◆ Stated goal
Reproduce verbatim the lines of the records below, from the line with "Tag the support" to the line with "point(85, 116)", including both of those lines. Leave the pictures out.

◆ Extracted records
────────────────────
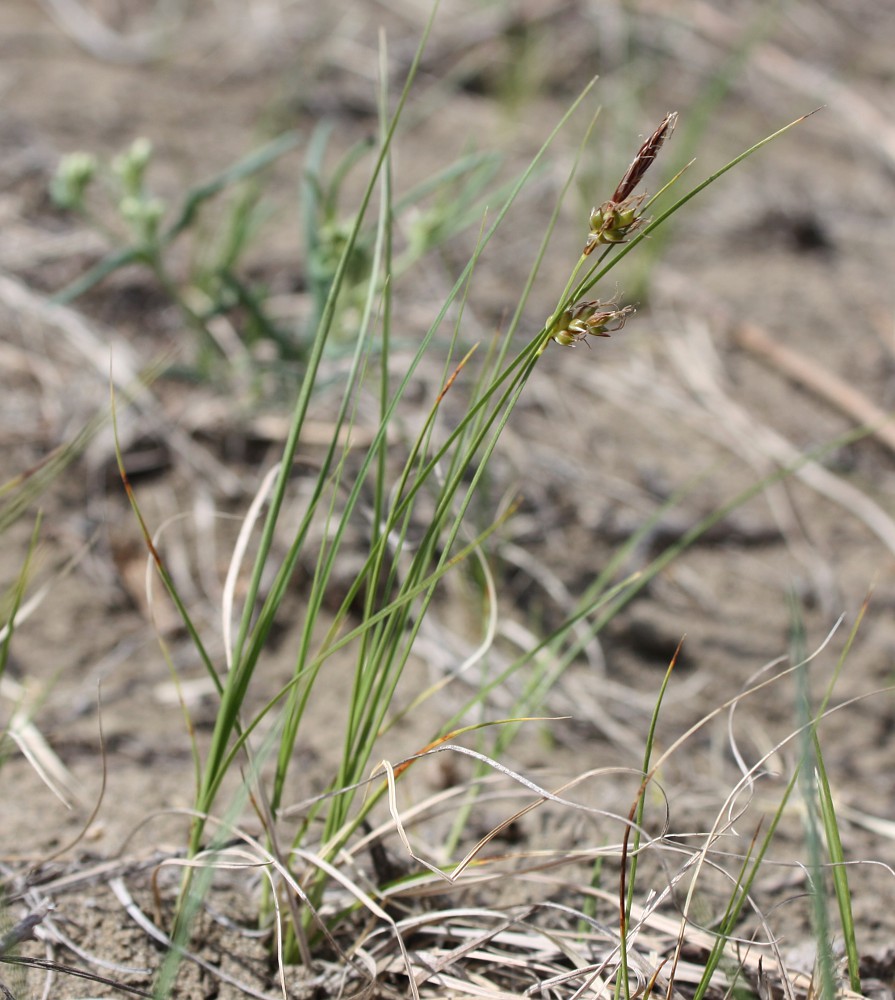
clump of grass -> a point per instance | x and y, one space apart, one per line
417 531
────────────────────
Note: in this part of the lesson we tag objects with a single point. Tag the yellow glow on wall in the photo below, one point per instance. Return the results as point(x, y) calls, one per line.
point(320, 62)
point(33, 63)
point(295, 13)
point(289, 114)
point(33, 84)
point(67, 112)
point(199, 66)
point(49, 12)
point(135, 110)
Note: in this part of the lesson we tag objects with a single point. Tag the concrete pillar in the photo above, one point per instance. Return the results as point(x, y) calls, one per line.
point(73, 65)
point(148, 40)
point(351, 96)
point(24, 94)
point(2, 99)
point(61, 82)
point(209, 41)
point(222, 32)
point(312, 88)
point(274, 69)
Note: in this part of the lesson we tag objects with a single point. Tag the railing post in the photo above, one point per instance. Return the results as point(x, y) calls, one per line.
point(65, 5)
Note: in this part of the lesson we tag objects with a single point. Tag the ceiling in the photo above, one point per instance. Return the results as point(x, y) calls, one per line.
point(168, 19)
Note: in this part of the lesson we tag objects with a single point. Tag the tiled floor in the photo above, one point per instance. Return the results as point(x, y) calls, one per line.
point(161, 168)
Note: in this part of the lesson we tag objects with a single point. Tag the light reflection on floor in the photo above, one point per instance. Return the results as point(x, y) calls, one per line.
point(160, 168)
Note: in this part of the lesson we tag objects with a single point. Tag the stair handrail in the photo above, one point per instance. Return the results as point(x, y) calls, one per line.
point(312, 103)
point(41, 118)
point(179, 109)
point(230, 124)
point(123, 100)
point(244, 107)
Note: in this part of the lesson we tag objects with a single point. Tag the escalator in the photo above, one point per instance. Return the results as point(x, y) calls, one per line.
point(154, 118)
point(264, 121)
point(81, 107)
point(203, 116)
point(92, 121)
────────────────────
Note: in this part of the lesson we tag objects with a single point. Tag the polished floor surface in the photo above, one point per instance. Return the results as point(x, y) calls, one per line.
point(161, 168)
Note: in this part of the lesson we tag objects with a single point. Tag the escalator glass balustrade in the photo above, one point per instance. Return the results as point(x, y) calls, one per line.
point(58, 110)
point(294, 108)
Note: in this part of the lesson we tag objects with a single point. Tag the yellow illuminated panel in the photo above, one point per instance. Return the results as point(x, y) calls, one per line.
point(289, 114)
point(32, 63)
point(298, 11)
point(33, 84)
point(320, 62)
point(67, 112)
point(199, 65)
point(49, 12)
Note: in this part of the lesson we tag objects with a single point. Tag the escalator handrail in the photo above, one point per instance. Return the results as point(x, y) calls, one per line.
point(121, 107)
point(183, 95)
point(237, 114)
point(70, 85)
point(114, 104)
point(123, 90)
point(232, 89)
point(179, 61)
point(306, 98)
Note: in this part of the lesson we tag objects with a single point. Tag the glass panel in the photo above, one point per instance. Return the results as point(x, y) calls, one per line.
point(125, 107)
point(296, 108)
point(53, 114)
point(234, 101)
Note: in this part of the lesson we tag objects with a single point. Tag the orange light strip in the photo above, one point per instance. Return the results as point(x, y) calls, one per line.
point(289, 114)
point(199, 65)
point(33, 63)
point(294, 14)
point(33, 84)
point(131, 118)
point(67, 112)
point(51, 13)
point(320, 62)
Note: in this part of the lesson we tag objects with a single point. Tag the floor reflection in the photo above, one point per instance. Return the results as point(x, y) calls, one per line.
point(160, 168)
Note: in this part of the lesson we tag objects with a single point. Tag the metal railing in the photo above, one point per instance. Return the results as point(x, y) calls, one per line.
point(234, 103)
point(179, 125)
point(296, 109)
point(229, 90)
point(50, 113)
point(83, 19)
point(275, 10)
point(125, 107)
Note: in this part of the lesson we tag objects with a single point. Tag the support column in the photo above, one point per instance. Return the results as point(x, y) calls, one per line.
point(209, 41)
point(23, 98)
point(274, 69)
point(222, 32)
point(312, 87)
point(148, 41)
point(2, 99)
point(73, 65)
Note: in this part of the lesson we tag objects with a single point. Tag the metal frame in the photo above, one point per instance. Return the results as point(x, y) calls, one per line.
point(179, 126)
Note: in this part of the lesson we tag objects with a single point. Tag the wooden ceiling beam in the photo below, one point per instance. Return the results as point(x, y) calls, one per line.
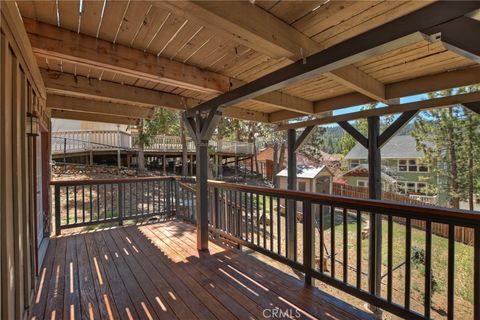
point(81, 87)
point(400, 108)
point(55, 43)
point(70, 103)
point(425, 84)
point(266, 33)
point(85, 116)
────────────────────
◆ Written answer
Note: in this part of the lesson we tag objects with a single point. Tag the support column in the photo above, one point per instance. Return the results as point(x, y) calls, one per line.
point(209, 41)
point(23, 98)
point(274, 69)
point(222, 32)
point(312, 87)
point(148, 41)
point(2, 99)
point(73, 65)
Note: in this part of the lesson we tag objects with a single point. Tag the metal frame in the photo above, one point per instance. Return the results as point(x, y) calls, one per line.
point(179, 126)
Note: in this part of the lesson we tag objects with a single point. Tag the wooden ceiling beam in the photo below, one point per instance. Return the results as point(x, y) calls, one per line.
point(81, 87)
point(400, 108)
point(55, 43)
point(70, 103)
point(425, 84)
point(266, 33)
point(85, 116)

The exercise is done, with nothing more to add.